Görev: Aşağıdaki verinin başından "[68,291,960,468]" geçen satıra kadar, iki uç da dahil, bütün satırları hiç değiştirmeden tekrar yaz.

Verilen veriler:

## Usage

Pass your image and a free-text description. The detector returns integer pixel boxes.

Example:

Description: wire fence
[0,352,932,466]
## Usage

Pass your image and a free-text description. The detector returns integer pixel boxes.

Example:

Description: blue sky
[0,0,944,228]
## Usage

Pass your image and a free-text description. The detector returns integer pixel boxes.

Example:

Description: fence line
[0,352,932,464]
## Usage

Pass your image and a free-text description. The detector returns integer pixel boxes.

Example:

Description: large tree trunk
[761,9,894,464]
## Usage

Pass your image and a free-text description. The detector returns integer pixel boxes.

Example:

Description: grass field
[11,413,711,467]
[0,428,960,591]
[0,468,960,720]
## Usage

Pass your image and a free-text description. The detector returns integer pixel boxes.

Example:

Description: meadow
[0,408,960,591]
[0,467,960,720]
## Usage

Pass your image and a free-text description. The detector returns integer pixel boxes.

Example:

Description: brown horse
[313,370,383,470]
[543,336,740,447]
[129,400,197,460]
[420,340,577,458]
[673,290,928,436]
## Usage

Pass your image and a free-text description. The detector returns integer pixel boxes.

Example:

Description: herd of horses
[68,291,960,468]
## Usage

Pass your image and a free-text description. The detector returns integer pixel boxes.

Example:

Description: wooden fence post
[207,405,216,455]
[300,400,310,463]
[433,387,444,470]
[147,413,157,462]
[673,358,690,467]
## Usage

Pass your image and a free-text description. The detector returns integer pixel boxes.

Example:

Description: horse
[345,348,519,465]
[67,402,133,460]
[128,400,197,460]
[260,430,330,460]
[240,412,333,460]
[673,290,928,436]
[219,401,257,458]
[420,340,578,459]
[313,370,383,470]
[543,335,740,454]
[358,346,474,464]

Görev çıktısı:
## Usage

Pass your image and a free-text description. The detector returns integer pixel boxes.

Example:

Description: wire fence
[0,352,932,466]
## Usage

Pass your image and a free-text description. The detector returns integer pixel boxes.

Example:

Description: blue sky
[0,0,944,228]
## Usage

Pass your image and a free-text description. The detector returns integer pixel boxes.

Example:

Description: fence line
[0,352,932,464]
## Usage

Pass your image and a free-text description. The detector returns integer pixel boxes.

Example:

Description: large tree trunk
[761,9,894,464]
## Usage

Pass your image and a free-text description. The detector returns integer pixel boxes.

Example:

Description: grass field
[11,413,711,467]
[0,428,960,591]
[0,468,960,720]
## Usage

Pass your image and a free-text description. The detector returns integer pixel boxes.

Example:

Description: meadow
[0,408,960,591]
[0,467,960,720]
## Usage

Pass your image and a free-text description. The detector returns integer pixel boxes.

Example:

Description: brown horse
[313,370,383,470]
[543,336,740,447]
[129,400,197,460]
[420,340,577,458]
[673,290,928,436]
## Usage

Pass your image and a free-text description. The detector returns integer pixel boxes.

Example:

Description: herd of horses
[68,291,960,468]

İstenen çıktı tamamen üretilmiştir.